[Records from a data source]

────────────────────────────────────────

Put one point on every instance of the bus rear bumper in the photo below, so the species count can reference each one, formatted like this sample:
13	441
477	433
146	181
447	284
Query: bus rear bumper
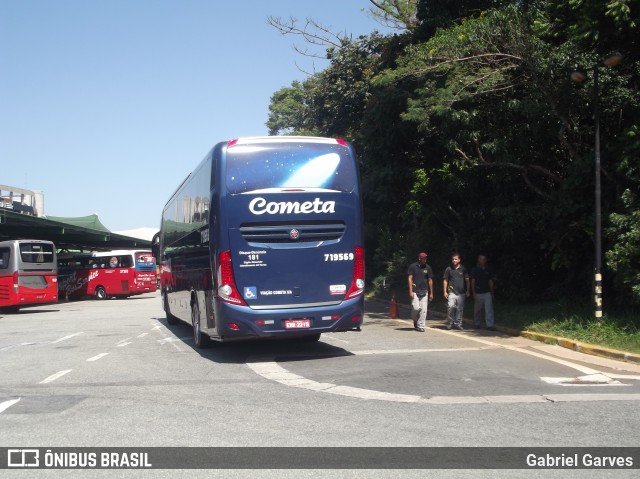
241	322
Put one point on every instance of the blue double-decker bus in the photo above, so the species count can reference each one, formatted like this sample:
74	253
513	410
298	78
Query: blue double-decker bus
264	239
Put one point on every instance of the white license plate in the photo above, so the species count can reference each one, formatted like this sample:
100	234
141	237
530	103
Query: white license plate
297	324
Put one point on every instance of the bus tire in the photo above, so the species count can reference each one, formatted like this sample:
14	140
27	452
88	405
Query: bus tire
200	339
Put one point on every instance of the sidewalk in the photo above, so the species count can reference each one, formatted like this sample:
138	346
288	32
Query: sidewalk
574	345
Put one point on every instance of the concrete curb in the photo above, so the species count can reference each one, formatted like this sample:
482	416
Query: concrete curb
578	346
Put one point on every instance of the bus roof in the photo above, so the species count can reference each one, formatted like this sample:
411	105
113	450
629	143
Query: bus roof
283	139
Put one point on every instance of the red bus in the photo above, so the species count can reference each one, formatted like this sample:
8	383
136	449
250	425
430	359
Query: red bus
28	274
106	274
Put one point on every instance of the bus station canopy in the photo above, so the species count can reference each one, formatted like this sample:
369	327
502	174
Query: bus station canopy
84	233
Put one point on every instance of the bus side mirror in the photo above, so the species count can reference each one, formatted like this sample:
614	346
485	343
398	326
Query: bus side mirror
155	245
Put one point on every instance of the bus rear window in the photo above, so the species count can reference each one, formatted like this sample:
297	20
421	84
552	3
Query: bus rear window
36	253
251	168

────────────────────────────────────────

> **What the task requires**: Although the records contain pictures, the copy should consist of their text alone, reproduced exactly.

> **Exercise response**:
Put one point on every instance of the bus rear bumper in the photo below, so the species count can reference each one, formatted like this sample:
13	441
477	433
146	181
447	284
Query: bus rear bumper
241	322
Put one point on every instance of the blue double-decker bus in the photo above, so the species count can reference each one, formatted like this sample:
74	253
513	410
298	78
Query: blue double-decker bus
264	239
Put one point on every instance of the white license plate in the photo above, so the species count can reference each one, formatted like this sample:
100	234
141	237
530	103
Query: white license plate
297	324
Put one point on every instance of the bus tire in the photo above, so the species count can reference each one, formatted like this sample:
14	140
27	452
88	405
Query: bus tire
200	339
Put one point on every instance of the sidewalk in the photo above, so the species count can reference each one, formatted like this sample:
138	346
288	32
Query: sidewalk
574	345
Put one point on every instance of the concrete curb in the photo above, so the species count can reference each one, formatted like this sample:
482	416
Query: concrete curb
578	346
Put one point on every instance of the bus roof in the photo above, so the species count can reference each one, formatted like this sample:
411	105
113	450
629	143
Query: bus roof
283	139
Put one point on every instance of the red bus in the photo above, so the species count can reference each one, formatted like this sample:
8	383
136	449
250	425
430	359
Query: red bus
28	274
106	274
Put one point on every instance of the bus station canopy in the photo above, so the species count can reference each one, formatted like this sample:
369	327
502	174
Query: bus station canopy
84	233
Put one point on every instance of the bus side mirror in the photo above, so the species count can reference each one, formatted like this sample:
614	346
485	343
398	326
Query: bus side mirror
155	245
Put one point on every instance of the bus rear window in the photo above, so the species count can reference each one, formatted like this sample:
297	20
421	84
552	3
Query: bus rear window
36	253
251	168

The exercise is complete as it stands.